» Goal of the exercise
Please set down the podcast transcript word for word, from "Then the time" to "ideas like this.".
── Passage provided ──
Whoever the new owner might be. 

 

Tom: 

A new owner, I would be, well, I'll be very interested in talking to them. Yeah. Hopefully. Hopefully they’re from Ashington and they know all about the Jackie Milburn story. 

 

James: 

We'll get them listening to the podcast and then...

 

Tom: 

Then the time will tell. 

 

Michelle:

Tag them in when we launch this. Okay. So you mentioned some other projects and you’re clearly somebody likes to keep interested in lots of things with fingers in different pies. What else are you up to?

 

Tom: 

Yeah I get typecast as a civic artist, as doing public sculptures, which is lovely to do. But, the pieces that get my juices flowing are more pop art type pieces. Pieces that are part of the modern culture. Icarus, which is that piece there. He's probably one of my oldest designs. I think I designed him nearly 30 years ago when I was working as an engineer for British Alcan. And I used to sneak off. We weren't very busy at the time. I would sneak off with a little sketch, tiny little scrap sketchpad and hide myself in the toilets or wherever I wouldn't be seen and sketched daft ideas like this.
───
── Data provided ──
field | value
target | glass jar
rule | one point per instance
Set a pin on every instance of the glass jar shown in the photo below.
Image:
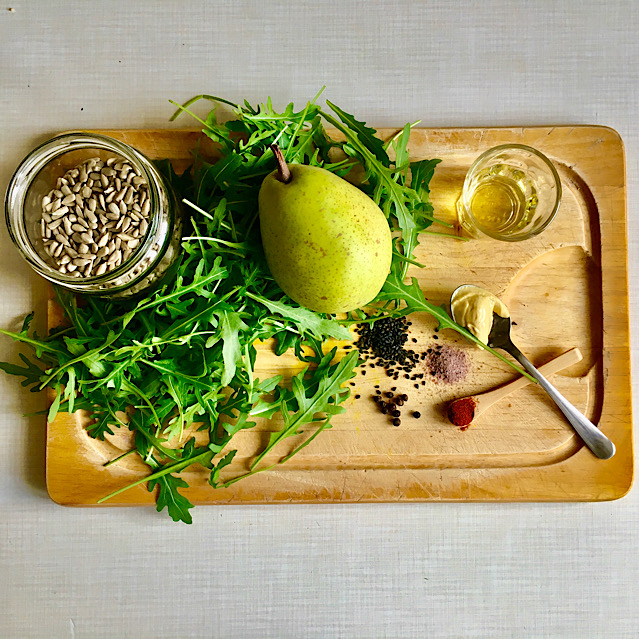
(37, 175)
───
» Exercise solution
Then the time will tell. 

 

Michelle:

Tag them in when we launch this. Okay. So you mentioned some other projects and you’re clearly somebody likes to keep interested in lots of things with fingers in different pies. What else are you up to?

 

Tom: 

Yeah I get typecast as a civic artist, as doing public sculptures, which is lovely to do. But, the pieces that get my juices flowing are more pop art type pieces. Pieces that are part of the modern culture. Icarus, which is that piece there. He's probably one of my oldest designs. I think I designed him nearly 30 years ago when I was working as an engineer for British Alcan. And I used to sneak off. We weren't very busy at the time. I would sneak off with a little sketch, tiny little scrap sketchpad and hide myself in the toilets or wherever I wouldn't be seen and sketched daft ideas like this.